» **Exercise details**:
Please retype everything from the line containing "target: metal post" down to the line containing "72 18 L 71 18", both lines included, without changing a character.

— BEGIN —

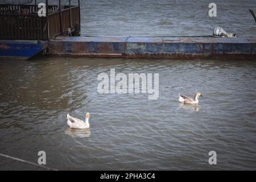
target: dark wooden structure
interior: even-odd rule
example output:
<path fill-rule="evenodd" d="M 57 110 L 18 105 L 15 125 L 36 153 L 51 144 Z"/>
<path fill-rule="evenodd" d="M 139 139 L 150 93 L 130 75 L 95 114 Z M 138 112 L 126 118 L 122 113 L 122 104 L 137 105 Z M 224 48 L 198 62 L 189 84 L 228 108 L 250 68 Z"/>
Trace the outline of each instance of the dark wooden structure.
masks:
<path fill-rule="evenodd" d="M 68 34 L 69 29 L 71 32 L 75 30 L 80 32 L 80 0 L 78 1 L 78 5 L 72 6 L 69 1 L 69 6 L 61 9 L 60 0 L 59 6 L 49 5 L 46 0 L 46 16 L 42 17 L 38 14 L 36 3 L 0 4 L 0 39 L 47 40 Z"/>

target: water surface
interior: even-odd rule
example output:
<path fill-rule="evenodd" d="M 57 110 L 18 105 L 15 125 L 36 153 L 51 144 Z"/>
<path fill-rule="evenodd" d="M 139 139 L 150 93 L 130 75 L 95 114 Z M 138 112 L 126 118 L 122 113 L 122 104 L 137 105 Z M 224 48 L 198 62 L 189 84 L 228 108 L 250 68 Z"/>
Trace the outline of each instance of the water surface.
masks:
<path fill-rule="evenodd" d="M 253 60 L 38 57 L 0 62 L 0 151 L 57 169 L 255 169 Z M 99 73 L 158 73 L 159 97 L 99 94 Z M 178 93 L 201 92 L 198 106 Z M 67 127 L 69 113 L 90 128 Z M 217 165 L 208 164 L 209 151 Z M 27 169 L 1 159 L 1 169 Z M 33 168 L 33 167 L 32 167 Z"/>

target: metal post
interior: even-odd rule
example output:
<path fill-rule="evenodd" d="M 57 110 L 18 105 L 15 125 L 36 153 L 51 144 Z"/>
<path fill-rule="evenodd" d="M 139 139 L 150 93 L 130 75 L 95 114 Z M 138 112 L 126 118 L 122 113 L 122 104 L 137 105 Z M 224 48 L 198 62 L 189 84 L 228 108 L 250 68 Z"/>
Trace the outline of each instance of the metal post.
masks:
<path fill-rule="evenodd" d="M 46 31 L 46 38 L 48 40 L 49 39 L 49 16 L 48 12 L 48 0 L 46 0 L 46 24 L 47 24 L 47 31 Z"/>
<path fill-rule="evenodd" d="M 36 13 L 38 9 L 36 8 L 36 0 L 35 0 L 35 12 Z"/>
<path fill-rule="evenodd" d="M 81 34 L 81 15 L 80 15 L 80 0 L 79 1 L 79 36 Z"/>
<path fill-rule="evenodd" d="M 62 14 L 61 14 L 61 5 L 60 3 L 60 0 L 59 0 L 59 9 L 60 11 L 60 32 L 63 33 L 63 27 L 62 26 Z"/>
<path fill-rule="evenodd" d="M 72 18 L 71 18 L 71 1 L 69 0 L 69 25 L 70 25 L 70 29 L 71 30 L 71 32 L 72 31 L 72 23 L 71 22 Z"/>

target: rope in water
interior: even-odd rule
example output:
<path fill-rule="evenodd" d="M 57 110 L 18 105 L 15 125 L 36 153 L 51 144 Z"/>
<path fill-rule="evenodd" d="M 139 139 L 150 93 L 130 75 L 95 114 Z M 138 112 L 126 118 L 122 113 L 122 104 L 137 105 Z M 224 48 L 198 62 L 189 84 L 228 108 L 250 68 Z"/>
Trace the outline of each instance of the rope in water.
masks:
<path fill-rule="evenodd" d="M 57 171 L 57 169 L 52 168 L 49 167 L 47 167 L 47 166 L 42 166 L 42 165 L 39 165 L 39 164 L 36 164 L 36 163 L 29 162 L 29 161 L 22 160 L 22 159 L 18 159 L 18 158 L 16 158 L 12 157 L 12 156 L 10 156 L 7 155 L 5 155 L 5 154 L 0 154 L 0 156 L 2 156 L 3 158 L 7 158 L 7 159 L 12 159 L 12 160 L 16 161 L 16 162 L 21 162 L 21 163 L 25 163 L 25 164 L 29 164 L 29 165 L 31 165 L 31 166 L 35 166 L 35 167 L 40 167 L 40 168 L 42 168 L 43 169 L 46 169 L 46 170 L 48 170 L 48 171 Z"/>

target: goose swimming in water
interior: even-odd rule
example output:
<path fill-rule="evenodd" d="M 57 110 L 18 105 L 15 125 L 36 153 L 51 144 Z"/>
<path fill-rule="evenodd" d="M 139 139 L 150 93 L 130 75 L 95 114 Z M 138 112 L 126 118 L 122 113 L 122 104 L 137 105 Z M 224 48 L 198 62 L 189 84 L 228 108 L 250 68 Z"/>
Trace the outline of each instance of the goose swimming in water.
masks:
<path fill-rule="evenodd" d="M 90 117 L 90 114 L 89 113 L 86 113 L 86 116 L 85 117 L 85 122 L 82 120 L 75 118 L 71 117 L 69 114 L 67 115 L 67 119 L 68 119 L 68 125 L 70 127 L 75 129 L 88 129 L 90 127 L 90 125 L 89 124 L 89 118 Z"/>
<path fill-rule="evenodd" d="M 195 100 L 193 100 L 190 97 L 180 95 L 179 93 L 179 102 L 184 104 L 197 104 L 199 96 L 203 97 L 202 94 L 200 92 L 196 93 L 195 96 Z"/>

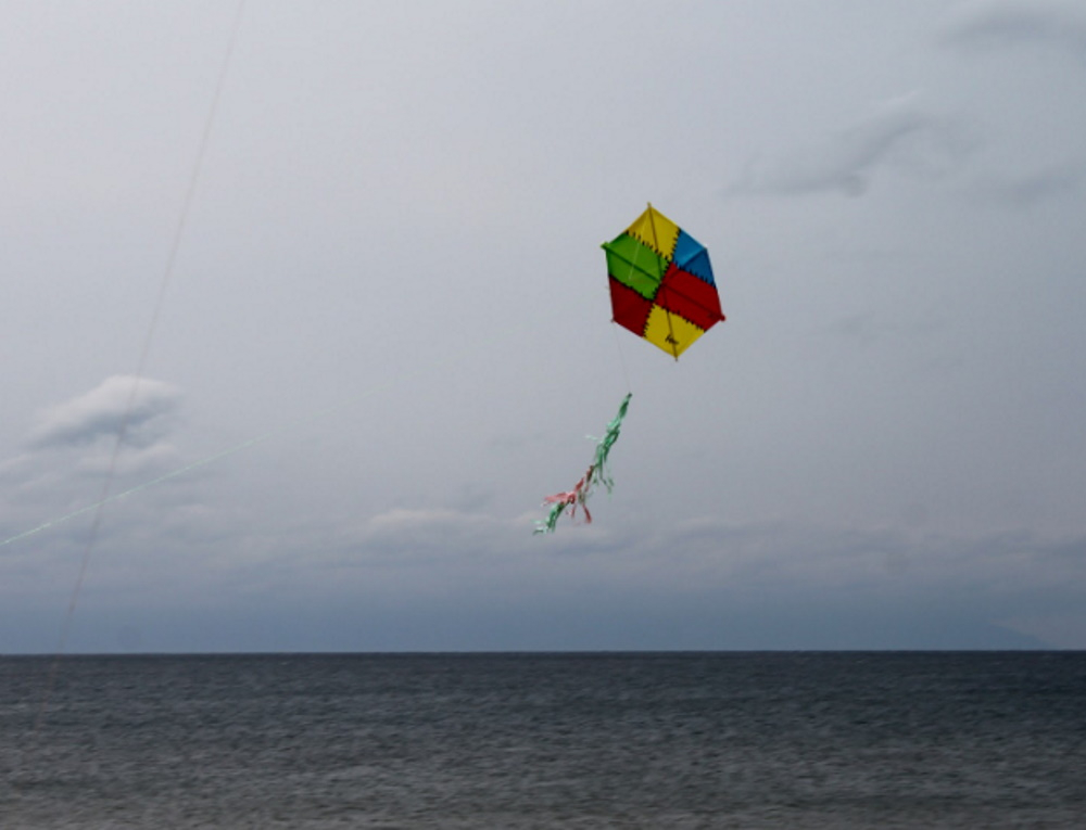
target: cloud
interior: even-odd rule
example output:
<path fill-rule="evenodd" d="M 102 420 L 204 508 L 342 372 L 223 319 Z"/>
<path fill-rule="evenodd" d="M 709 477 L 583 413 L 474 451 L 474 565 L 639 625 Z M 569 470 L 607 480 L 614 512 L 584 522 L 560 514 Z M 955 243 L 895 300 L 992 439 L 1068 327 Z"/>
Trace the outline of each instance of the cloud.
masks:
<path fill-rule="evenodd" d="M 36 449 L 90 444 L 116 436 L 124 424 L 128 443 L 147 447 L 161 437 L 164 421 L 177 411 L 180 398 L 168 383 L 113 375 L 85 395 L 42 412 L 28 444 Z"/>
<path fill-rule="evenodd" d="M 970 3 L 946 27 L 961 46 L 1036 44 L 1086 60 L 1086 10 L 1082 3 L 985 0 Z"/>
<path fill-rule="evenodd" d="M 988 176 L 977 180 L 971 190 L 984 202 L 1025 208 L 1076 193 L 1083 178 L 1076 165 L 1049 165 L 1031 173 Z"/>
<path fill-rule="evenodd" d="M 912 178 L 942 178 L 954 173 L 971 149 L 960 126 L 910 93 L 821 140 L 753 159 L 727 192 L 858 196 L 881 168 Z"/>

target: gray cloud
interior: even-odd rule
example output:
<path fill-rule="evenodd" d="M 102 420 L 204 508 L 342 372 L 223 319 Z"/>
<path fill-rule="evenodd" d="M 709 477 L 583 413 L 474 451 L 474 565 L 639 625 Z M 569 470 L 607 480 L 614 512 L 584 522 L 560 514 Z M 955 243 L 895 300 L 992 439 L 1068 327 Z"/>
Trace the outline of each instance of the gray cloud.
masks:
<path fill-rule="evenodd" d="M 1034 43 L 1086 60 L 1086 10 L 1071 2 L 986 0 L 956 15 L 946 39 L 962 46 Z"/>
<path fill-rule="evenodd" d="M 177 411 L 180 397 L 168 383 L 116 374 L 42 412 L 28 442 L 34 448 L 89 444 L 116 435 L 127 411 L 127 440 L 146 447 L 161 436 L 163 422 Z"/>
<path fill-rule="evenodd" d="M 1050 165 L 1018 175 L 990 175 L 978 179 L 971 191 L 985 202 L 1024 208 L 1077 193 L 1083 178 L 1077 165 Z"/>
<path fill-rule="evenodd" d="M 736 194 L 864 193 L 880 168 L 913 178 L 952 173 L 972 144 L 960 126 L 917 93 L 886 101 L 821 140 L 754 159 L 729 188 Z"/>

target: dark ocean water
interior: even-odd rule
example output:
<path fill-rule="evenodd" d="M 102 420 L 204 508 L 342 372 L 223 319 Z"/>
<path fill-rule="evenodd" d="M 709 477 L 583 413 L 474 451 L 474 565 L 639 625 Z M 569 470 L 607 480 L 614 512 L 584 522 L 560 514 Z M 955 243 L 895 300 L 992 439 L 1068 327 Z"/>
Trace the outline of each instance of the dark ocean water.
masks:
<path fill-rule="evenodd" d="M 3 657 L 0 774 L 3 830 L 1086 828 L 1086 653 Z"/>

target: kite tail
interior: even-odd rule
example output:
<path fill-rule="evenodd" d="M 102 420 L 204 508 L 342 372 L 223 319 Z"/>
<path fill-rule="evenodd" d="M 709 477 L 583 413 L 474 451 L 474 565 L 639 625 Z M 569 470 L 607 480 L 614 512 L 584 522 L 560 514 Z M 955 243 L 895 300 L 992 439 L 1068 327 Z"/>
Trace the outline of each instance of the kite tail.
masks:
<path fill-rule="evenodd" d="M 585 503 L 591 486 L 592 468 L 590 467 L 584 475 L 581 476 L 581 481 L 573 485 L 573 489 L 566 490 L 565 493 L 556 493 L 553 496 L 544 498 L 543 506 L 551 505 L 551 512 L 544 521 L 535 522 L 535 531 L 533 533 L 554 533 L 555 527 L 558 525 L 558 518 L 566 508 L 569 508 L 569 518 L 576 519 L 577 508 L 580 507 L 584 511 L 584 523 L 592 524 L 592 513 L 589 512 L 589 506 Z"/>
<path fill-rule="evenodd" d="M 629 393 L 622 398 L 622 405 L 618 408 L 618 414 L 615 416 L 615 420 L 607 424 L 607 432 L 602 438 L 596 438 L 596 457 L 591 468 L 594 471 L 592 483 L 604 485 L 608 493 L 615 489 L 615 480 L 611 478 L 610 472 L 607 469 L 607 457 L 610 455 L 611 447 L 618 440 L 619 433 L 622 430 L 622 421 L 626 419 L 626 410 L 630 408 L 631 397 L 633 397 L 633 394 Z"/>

— END —

» **Output**:
target: metal post
interior: even-odd rule
example output:
<path fill-rule="evenodd" d="M 57 110 L 18 105 L 15 125 L 36 153 L 51 144 Z"/>
<path fill-rule="evenodd" d="M 139 139 L 150 93 L 130 75 L 95 114 Z M 138 112 L 126 118 L 122 113 L 122 104 L 137 105 Z M 224 48 L 198 62 L 189 84 L 228 108 L 250 68 Z"/>
Trace the outline of each instance of the metal post.
masks:
<path fill-rule="evenodd" d="M 46 31 L 46 38 L 48 40 L 49 39 L 49 16 L 48 12 L 48 0 L 46 0 L 46 24 L 47 24 L 47 31 Z"/>
<path fill-rule="evenodd" d="M 36 13 L 38 9 L 36 8 L 36 0 L 35 0 L 35 12 Z"/>
<path fill-rule="evenodd" d="M 81 34 L 81 15 L 80 15 L 80 0 L 79 1 L 79 36 Z"/>
<path fill-rule="evenodd" d="M 62 14 L 61 14 L 61 5 L 60 3 L 60 0 L 59 0 L 59 9 L 60 11 L 60 32 L 63 33 L 63 27 L 62 26 Z"/>
<path fill-rule="evenodd" d="M 72 18 L 71 18 L 71 1 L 69 0 L 69 25 L 70 25 L 70 29 L 71 30 L 71 32 L 72 31 L 72 23 L 71 22 Z"/>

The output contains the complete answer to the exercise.